─── EXCERPT PROVIDED ───
Tomasz: Also to, to maybe defend the platform teams a little bit, or the security or the SREs – they are not supposed to do that. Let's say you are asking the security team to create a service role for you. It will be not very responsible from their side to just throw out of the fence some relative stuff to someone who doesn't know how this thing is supposed to work. They should help you – they should do the review and they should guide you, but not necessarily do the job for you. (13:07)

Alexey: Okay. So in all these roles that you had over this time – as a data engineer, as a data analyst, as a data scientist – in all these instances, you needed to touch the infrastructure, right? And this is how you learn how to do this and this is how you fell in love with doing all this stuff. Is that right? (13:49)

Tomasz: That's totally correct. (14:08)

Why Tomasz made the transition from Data science to DataOps

Alexey: So when did you realize that you actually enjoy doing this stuff more than your work as a data scientist? How did it happen? (14:12)

Tomasz: I'm glad that this question was asked. Because, again, there are a lot of misconceptions about which role in data is more important than the other role. Before answering the question directly – no role is more important than another role. Especially, you might be thinking “Do I need to have a DataOps in the company?” The answer is “No,” which might be surprising for some folks. It's not a mission-critical role. It's rather more of a support role. Imagine that you're playing a game and you are going to the boss fight. You are going to the particular boss fight with a broken sword and without potions. Is it doable? Yes. Will it be fun? Probably not. DataOps is kind of that buff, that fixed sword, that plenty of potions, and stuff like that. It's useful, but not necessarily mandatory. [chuckles] (14:20)

Tomasz: Now answering the question maybe – Why? Because I wanted to solve problems and it turns out – which kind of correlates with what Andrew Ng (if I'm pronouncing the surname correctly) discovered or is trying to make people aware of – is that the whole domain went recently from the model-centric approach to the data-centric approach. Which essentially means that, if you are doing work in some large company and your job is not to create the model to explain the behavior of something and then forget about it, but rather you are creating a data product. Surprisingly, the majority of the work in creating the data product is in operations – it’s in data and not modeling itself. (14:20)

Tomasz: Naturally, because we were working on data products, we're solving more and more and more of engineering problems, not necessarily scientific ones. So that's how I fell in love with that stuff. But DataOps is not necessarily more important than data science. Actually, with Alexey, we both know a perfect example of that – because while I was transferring from data science to DataOps, we know one person who was actually doing the opposite. One SRE with plenty of experience in operations was going through the same bridge, but in the opposite direction – from Ops to data science. So no career is worse or better than another. Don't get us wrong. (14:20)

Alexey: I think you said at the beginning that doing the same thing for a long time is boring for you, because you want to do a lot of different things. And I think many people are like that. Right? (17:46)

Tomasz: That's also a factor. (18:00)

Alexey: So, not everyone but some people are – it's just too boring to keep doing the same thing all the time. For our colleague, it was probably boring to do Ops stuff all the time, and he wanted to try something else. So you were doing data science, and then you realized that you need to spend a lot of time doing this infra stuff and this is where a lot of problems are. Like you said, you love solving problems and I guess you saw that there are actually a lot of problems in the Ops part, right? The reason you became interested is (maybe I misunderstood you, but) you felt like “Okay, I'm more useful solving these problems and I actually like doing this.” That's why you started digging deeper into this. (18:03)
───
[REQUIRED WORK] Go on with the interview transcript about moving from data science to DataOps, starting after its last line. The data that comes next is separate material and unrelated to the interview.
─── LISTING ───
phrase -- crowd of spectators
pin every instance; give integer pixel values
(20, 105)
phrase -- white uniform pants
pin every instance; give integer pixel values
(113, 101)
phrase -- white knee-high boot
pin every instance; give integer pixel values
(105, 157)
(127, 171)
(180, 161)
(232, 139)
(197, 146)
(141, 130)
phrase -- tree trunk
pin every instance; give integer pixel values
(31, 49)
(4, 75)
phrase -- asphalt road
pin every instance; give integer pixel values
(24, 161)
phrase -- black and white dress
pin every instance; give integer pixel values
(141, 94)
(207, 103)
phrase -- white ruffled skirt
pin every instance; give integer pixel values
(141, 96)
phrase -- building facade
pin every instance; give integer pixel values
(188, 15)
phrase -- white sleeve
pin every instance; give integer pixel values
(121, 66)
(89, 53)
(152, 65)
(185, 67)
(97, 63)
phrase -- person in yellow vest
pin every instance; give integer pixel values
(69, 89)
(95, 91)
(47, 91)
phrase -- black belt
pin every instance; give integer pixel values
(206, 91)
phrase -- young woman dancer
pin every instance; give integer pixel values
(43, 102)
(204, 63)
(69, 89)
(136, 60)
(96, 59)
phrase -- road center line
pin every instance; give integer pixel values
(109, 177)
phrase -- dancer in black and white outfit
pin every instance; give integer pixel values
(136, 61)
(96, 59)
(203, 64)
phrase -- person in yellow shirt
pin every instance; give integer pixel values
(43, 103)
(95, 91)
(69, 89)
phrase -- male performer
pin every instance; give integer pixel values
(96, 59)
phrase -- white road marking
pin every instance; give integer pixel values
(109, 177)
───
[WRITTEN REPLY]
What is DataOps?

Alexey: We've been talking about DataOps for quite some time, or your transition into this, but we didn't actually discuss what DataOps is. So what is DataOps? (18:59)

Tomasz: I love the explanation that was given at one of the talks at DataTalks.Club, with Chris, if I remember correctly – the grandfather of DataOps. Essentially, a DataOps engineer or whoever takes a look at how people work, not doing the reports himself or herself, or modeling, or putting the models on prod, etc. He or she looks at how people work, where there might be inefficiencies, how to overcome them, and basically help people produce meaningful results faster, in a more pleasant, less scary way, and stuff like that. (19:10)

Tomasz: For me, that might be the shortest description possible, which is essentially the same stuff that DevOps are doing. If you think about that, it's not a new concept. Programmers knew that for some time, that's how DevOps came about. But even before – Lean, Kaizen, Six Sigma, stuff like that in companies that are producing something physically – that was there and the concepts are super similar. We are producing software, okay, but the philosophy is exactly the same, IMO. (19:10)

Alexey: Okay. But how is it related to infrastructure and all these things that we talked about? You said DataOps is about solving inefficiencies, helping people overcome problems, produce results faster – how is this related to infrastructure? (20:56)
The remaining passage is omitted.